PROVIDED INFORMATION
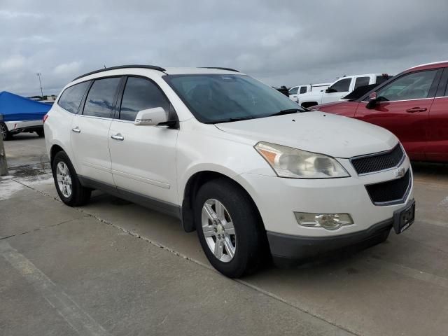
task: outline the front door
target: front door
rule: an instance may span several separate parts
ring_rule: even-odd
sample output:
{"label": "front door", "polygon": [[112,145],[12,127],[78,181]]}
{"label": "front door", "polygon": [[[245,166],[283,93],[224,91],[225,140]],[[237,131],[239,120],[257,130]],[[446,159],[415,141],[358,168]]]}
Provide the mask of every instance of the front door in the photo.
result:
{"label": "front door", "polygon": [[355,118],[382,126],[396,135],[412,160],[426,160],[426,130],[434,100],[431,88],[437,70],[405,74],[377,92],[374,108],[360,103]]}
{"label": "front door", "polygon": [[139,111],[154,107],[162,107],[167,111],[172,108],[154,82],[128,77],[119,114],[108,132],[113,180],[119,190],[176,204],[178,130],[134,125]]}
{"label": "front door", "polygon": [[78,174],[111,186],[113,186],[113,180],[108,136],[120,79],[113,77],[94,80],[83,114],[74,116],[71,129],[70,139]]}

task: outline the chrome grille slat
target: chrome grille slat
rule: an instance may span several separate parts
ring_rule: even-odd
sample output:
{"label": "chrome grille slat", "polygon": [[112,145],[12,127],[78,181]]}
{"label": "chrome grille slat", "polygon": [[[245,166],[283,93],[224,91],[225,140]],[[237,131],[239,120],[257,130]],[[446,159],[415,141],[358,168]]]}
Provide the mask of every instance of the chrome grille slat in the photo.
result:
{"label": "chrome grille slat", "polygon": [[398,144],[388,152],[353,158],[351,161],[358,175],[363,175],[398,167],[405,156],[405,151]]}

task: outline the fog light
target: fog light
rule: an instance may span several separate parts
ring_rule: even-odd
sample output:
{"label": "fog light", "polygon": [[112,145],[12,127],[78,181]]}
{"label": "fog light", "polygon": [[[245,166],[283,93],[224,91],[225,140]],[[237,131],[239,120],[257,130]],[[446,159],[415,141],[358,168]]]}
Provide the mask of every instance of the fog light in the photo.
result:
{"label": "fog light", "polygon": [[302,226],[323,227],[326,230],[337,230],[341,226],[353,224],[349,214],[310,214],[295,212],[297,223]]}

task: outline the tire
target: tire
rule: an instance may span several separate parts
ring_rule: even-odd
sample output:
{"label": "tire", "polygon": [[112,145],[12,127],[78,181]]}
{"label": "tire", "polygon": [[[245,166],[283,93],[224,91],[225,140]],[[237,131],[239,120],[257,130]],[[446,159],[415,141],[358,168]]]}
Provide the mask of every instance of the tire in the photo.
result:
{"label": "tire", "polygon": [[10,140],[13,136],[4,122],[0,122],[0,133],[1,133],[1,136],[4,141]]}
{"label": "tire", "polygon": [[65,152],[56,153],[52,171],[56,190],[64,203],[70,206],[78,206],[89,202],[92,190],[81,186],[78,174]]}
{"label": "tire", "polygon": [[[214,215],[210,216],[213,211]],[[261,218],[248,195],[236,183],[216,179],[204,184],[195,200],[195,223],[207,259],[223,274],[237,278],[253,273],[266,260],[267,239]],[[224,246],[218,247],[220,259],[214,252],[218,243]]]}

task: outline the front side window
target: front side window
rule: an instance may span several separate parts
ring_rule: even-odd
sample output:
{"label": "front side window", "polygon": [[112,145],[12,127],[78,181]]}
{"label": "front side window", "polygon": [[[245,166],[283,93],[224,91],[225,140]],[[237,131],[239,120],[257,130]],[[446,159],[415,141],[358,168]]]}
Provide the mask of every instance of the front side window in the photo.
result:
{"label": "front side window", "polygon": [[289,90],[289,94],[297,94],[297,90],[299,89],[299,88],[293,88],[292,89],[290,89]]}
{"label": "front side window", "polygon": [[134,121],[139,111],[154,107],[169,110],[169,102],[160,89],[147,79],[128,78],[121,101],[120,119]]}
{"label": "front side window", "polygon": [[304,111],[279,91],[246,75],[169,75],[164,80],[201,122],[265,118],[281,111]]}
{"label": "front side window", "polygon": [[57,104],[71,113],[77,113],[79,104],[90,83],[80,83],[65,89],[57,101]]}
{"label": "front side window", "polygon": [[346,92],[350,89],[351,78],[344,78],[338,80],[330,87],[330,92]]}
{"label": "front side window", "polygon": [[84,105],[84,115],[111,118],[113,98],[121,78],[97,79],[90,88]]}
{"label": "front side window", "polygon": [[368,85],[369,81],[370,81],[370,77],[358,77],[355,82],[355,89],[357,89],[360,86]]}
{"label": "front side window", "polygon": [[427,98],[437,70],[402,76],[377,92],[379,102]]}

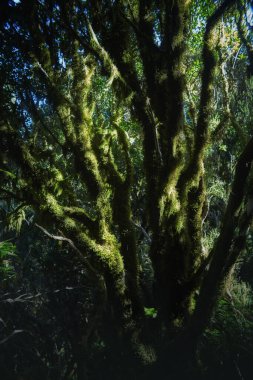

TASK REQUIREMENTS
Turn all of the data above into a numbered list with one line per item. Omit blank lines and leave the pictures out.

SOLUTION
1. task: outline the front door
2. target: front door
3. rule: an instance may span several separate parts
4. ring_rule: even-odd
5. sample output:
6. {"label": "front door", "polygon": [[112,145],[12,127],[78,181]]}
7. {"label": "front door", "polygon": [[[245,166],[283,93],[224,91],[225,140]],[[237,131],[239,120],[257,130]],[[446,159],[415,141],[358,168]]]}
8. Provide the mask of every instance of the front door in the photo.
9. result:
10. {"label": "front door", "polygon": [[355,118],[382,126],[396,135],[412,160],[426,160],[426,130],[434,100],[431,88],[437,70],[405,74],[377,92],[374,108],[360,103]]}
11. {"label": "front door", "polygon": [[139,111],[154,107],[162,107],[167,111],[172,108],[154,82],[128,77],[119,114],[108,132],[113,180],[119,190],[176,204],[178,130],[134,125]]}
12. {"label": "front door", "polygon": [[78,174],[111,186],[113,186],[113,180],[108,136],[120,79],[113,77],[94,80],[83,114],[74,116],[71,129],[70,139]]}
13. task: outline the chrome grille slat
14. target: chrome grille slat
15. rule: an instance may span several separate parts
16. ring_rule: even-odd
17. sample output:
18. {"label": "chrome grille slat", "polygon": [[112,145],[12,127],[78,181]]}
19. {"label": "chrome grille slat", "polygon": [[[245,166],[283,93],[224,91],[225,140]],[[237,131],[239,120],[257,130]],[[446,159],[415,141],[358,168]]]}
20. Provide the mask of every instance of the chrome grille slat in the photo.
21. result:
22. {"label": "chrome grille slat", "polygon": [[398,144],[388,152],[353,158],[351,161],[358,175],[363,175],[398,167],[405,156],[405,151]]}
23. task: outline the fog light
24. target: fog light
25. rule: an instance may span several separate parts
26. ring_rule: even-odd
27. sample output:
28. {"label": "fog light", "polygon": [[112,145],[12,127],[78,181]]}
29. {"label": "fog light", "polygon": [[[245,166],[283,93],[224,91],[225,140]],[[237,131],[239,120],[257,130]],[[446,159],[415,141],[358,168]]]}
30. Provide the mask of every instance of the fog light in the photo.
31. result:
32. {"label": "fog light", "polygon": [[302,226],[323,227],[326,230],[337,230],[341,226],[353,224],[349,214],[310,214],[295,212],[297,223]]}
33. task: outline the tire
34. target: tire
35. rule: an instance may span several separate parts
36. ring_rule: even-odd
37. sample output:
38. {"label": "tire", "polygon": [[112,145],[12,127],[78,181]]}
39. {"label": "tire", "polygon": [[[245,166],[283,93],[224,91],[225,140]],[[237,131],[239,120],[257,130]],[[446,159],[415,141],[358,168]]]}
40. Provide the mask of every instance of the tire in the photo.
41. result:
42. {"label": "tire", "polygon": [[10,140],[13,136],[4,122],[0,122],[0,133],[1,133],[1,136],[4,141]]}
43. {"label": "tire", "polygon": [[65,152],[56,153],[52,171],[56,190],[64,203],[70,206],[78,206],[89,202],[92,190],[81,186],[78,174]]}
44. {"label": "tire", "polygon": [[[214,215],[210,216],[213,211]],[[261,218],[248,195],[236,183],[216,179],[204,184],[195,200],[195,223],[207,259],[223,274],[237,278],[253,273],[266,260],[267,239]],[[224,246],[218,247],[220,259],[214,252],[218,243]]]}
45. task: outline the front side window
46. target: front side window
47. rule: an instance may span several separate parts
48. ring_rule: even-odd
49. sample output:
50. {"label": "front side window", "polygon": [[112,145],[12,127],[78,181]]}
51. {"label": "front side window", "polygon": [[[245,166],[283,93],[224,91],[225,140]],[[237,131],[239,120],[257,130]],[[446,159],[415,141],[358,168]]]}
52. Provide the mask of every instance of the front side window in the photo.
53. result:
54. {"label": "front side window", "polygon": [[289,90],[289,94],[297,94],[297,90],[299,89],[299,88],[293,88],[292,89],[290,89]]}
55. {"label": "front side window", "polygon": [[134,121],[139,111],[154,107],[169,110],[169,102],[160,89],[147,79],[128,78],[121,101],[120,119]]}
56. {"label": "front side window", "polygon": [[304,111],[279,91],[246,75],[169,75],[164,80],[201,122],[265,118],[281,111]]}
57. {"label": "front side window", "polygon": [[57,104],[71,113],[77,113],[79,104],[90,83],[80,83],[65,89],[57,101]]}
58. {"label": "front side window", "polygon": [[346,92],[350,89],[351,78],[344,78],[338,80],[330,87],[330,92]]}
59. {"label": "front side window", "polygon": [[84,105],[84,115],[111,118],[113,98],[121,78],[97,79],[90,88]]}
60. {"label": "front side window", "polygon": [[368,85],[369,81],[370,81],[370,77],[358,77],[355,82],[355,89],[357,89],[360,86]]}
61. {"label": "front side window", "polygon": [[427,98],[437,70],[402,76],[377,92],[379,102]]}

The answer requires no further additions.